STATED PROBLEM
Please identify every line in the items that contains the word "bank" and copy each of those lines in full.

DATA TO PROCESS
+++++

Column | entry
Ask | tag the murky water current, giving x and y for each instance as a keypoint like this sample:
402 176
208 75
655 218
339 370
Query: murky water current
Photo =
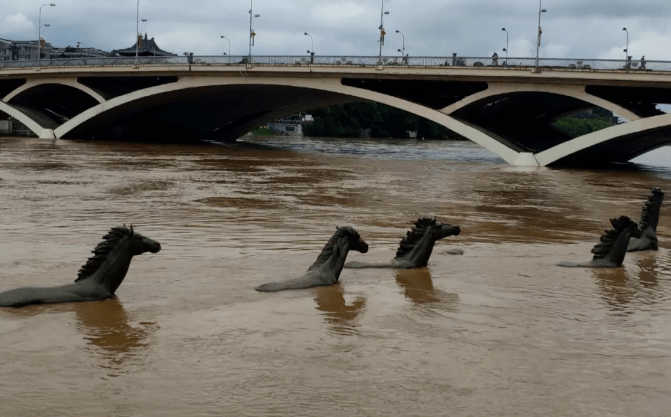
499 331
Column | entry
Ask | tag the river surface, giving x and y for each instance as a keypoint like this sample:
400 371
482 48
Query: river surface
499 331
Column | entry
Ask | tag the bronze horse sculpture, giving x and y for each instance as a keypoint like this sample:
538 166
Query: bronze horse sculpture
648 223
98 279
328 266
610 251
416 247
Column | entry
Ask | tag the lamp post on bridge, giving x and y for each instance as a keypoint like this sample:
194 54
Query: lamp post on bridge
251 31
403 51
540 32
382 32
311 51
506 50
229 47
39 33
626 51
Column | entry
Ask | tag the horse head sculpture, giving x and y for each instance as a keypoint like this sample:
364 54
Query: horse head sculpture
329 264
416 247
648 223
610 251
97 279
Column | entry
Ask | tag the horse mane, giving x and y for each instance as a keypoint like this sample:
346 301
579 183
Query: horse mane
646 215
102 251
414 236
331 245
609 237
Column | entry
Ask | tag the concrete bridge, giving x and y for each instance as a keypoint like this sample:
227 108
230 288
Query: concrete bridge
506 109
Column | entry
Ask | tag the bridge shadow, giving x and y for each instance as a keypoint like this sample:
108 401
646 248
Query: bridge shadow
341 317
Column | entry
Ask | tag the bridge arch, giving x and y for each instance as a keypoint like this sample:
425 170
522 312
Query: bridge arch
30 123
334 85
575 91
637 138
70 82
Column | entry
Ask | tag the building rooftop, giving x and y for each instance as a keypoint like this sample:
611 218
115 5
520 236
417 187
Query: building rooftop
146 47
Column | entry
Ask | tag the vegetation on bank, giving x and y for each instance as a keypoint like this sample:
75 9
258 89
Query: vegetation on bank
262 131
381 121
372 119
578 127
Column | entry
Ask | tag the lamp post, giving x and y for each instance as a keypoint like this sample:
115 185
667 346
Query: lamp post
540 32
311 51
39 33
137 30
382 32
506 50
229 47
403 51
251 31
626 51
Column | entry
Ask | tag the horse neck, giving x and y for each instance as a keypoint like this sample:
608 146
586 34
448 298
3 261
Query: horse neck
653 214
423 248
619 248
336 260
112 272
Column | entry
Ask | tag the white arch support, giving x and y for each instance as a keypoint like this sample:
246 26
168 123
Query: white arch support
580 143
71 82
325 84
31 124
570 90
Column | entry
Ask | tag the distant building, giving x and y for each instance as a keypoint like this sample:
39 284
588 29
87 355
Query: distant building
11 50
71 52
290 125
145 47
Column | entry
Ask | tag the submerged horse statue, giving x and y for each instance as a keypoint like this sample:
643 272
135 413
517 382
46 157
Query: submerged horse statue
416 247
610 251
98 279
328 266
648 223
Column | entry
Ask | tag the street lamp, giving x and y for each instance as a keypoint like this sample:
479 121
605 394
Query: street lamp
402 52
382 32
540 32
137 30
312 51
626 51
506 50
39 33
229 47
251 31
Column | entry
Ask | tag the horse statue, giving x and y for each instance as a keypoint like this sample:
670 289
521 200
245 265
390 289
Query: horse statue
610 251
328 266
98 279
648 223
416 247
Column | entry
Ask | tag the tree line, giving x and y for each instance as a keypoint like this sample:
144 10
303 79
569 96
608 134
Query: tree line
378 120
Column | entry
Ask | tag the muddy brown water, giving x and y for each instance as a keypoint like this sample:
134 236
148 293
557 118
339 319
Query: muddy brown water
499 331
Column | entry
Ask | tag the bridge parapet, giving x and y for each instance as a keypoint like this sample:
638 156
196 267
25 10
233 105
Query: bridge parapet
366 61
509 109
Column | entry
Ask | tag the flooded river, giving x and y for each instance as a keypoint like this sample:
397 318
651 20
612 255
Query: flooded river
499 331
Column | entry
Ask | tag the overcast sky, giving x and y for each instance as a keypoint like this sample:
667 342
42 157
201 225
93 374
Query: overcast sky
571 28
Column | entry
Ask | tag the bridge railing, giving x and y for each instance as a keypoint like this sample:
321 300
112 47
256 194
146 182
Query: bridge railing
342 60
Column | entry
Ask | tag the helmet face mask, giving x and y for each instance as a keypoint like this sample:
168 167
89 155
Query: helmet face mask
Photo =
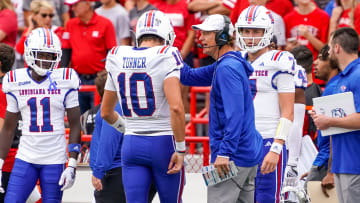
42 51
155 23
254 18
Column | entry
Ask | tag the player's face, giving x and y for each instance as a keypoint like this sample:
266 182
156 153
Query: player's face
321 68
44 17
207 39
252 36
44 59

+++++

REPLY TO THE TASK
Ask | tag the vegetation on bank, giving x and y for each instance as a keypoint like this sample:
Query: vegetation on bank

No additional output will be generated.